Text-to-region grounding data:
- Opening Delimiter -

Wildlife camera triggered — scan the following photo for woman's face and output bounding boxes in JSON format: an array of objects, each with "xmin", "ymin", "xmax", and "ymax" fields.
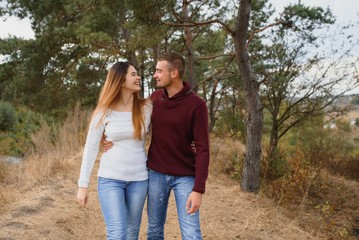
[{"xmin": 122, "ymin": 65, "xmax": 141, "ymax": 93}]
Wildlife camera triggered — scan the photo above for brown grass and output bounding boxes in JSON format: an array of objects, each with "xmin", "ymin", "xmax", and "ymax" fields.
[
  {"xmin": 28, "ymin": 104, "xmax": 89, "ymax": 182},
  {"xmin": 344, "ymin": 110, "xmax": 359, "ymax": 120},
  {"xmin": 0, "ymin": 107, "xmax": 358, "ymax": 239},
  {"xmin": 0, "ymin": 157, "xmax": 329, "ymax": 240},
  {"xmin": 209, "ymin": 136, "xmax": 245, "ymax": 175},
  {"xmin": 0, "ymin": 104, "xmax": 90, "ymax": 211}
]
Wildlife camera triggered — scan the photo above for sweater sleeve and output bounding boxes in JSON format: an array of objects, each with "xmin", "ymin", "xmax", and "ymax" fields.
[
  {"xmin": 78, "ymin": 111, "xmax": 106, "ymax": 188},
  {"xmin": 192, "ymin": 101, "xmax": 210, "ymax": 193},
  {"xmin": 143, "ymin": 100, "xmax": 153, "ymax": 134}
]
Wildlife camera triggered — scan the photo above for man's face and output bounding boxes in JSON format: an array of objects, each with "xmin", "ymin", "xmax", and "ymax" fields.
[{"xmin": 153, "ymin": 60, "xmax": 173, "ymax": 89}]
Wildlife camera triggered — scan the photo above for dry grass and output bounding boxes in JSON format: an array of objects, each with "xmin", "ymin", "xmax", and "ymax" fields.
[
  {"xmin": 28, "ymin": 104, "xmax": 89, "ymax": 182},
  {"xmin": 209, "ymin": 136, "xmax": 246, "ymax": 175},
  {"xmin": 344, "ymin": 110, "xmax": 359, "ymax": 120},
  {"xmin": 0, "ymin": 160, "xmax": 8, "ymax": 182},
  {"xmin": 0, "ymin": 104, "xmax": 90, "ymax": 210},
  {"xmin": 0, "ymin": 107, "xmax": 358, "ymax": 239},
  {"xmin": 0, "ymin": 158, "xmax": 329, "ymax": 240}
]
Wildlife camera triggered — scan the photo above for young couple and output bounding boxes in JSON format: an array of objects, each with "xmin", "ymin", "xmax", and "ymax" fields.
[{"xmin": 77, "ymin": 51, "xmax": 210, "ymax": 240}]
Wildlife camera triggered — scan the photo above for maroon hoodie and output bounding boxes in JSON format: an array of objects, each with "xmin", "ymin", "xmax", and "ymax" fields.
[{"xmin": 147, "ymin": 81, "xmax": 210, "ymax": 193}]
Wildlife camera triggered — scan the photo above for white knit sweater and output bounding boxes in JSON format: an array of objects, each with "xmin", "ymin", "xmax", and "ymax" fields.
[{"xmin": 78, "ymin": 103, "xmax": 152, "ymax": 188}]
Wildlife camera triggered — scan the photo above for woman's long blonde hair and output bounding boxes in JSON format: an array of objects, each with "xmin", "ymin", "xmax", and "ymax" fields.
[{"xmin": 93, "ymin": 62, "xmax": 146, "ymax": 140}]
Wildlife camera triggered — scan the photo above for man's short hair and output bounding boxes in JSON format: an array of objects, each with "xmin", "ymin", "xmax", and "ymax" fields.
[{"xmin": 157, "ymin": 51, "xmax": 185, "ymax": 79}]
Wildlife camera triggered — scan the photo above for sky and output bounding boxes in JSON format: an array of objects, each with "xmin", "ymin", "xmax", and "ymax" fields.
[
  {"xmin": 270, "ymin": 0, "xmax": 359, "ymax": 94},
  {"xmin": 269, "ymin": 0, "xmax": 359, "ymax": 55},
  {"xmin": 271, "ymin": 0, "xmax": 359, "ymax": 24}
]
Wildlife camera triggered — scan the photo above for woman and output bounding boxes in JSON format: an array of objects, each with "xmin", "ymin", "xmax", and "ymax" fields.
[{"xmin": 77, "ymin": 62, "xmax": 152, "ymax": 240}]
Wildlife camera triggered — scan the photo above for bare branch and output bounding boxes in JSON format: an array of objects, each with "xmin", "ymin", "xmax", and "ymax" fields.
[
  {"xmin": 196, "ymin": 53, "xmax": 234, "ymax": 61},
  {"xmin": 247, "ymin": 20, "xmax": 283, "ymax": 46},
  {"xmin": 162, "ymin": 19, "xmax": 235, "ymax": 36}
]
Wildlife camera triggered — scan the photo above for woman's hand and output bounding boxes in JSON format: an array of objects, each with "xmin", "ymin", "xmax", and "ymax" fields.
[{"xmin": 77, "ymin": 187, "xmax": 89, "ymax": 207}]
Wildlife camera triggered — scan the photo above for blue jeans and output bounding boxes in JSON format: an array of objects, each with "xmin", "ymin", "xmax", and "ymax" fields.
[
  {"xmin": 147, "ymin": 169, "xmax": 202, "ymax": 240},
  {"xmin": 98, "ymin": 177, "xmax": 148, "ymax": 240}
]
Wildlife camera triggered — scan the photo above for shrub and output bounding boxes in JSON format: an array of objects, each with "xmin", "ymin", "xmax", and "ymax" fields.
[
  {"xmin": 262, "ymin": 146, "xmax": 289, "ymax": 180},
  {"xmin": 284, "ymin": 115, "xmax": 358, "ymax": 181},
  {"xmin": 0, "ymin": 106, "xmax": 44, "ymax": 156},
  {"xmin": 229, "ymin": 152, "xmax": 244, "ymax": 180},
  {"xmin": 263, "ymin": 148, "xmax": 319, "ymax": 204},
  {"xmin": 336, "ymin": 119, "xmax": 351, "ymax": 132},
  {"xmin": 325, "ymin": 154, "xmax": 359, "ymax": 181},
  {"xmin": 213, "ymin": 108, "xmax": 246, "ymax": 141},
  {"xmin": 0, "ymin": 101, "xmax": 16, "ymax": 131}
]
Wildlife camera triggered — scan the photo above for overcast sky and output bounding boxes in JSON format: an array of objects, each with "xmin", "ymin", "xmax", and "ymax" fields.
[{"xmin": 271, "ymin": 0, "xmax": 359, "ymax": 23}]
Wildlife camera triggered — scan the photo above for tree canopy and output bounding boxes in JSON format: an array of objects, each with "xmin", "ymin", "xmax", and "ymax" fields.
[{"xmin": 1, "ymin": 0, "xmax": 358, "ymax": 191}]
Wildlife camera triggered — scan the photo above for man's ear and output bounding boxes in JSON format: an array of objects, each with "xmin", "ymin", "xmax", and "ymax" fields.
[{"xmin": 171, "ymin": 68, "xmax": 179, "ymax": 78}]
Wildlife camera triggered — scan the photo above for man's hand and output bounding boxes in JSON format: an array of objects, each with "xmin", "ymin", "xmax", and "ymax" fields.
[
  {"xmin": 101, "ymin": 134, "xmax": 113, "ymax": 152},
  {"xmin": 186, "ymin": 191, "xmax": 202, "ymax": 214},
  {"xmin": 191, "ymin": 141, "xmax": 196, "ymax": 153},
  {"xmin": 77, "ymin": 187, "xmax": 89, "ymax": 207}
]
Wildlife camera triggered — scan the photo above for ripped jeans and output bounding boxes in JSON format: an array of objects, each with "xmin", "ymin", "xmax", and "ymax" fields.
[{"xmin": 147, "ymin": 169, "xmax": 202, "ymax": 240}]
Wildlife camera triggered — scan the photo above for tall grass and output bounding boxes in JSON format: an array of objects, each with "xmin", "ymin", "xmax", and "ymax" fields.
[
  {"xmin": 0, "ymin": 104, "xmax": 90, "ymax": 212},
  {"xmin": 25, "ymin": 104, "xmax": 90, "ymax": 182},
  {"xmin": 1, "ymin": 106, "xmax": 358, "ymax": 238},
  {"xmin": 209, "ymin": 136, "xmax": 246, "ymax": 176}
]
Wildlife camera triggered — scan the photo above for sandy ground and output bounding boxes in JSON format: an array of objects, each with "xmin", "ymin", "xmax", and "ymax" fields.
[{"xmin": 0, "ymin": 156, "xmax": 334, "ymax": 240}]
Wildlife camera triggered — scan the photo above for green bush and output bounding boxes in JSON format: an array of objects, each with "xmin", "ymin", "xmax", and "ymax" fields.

- Closing Delimiter -

What to work on: From the line that contains "Wildlife camera triggered — scan the photo above for sandy" through the last line of the records above, copy every line exactly and leave out the rest.

Answer to the problem:
Wildlife camera triggered — scan the photo above for sandy ground and output bounding boxes in JSON format: an array of objects, each with "xmin", "ymin", "xmax", and "ymax" fields.
[{"xmin": 0, "ymin": 156, "xmax": 334, "ymax": 240}]
Wildlife camera triggered — scan the photo above for green bush and output bounding boxes in JSON format: an array of objects, each with "xmin", "ymin", "xmax", and "ymax" fields.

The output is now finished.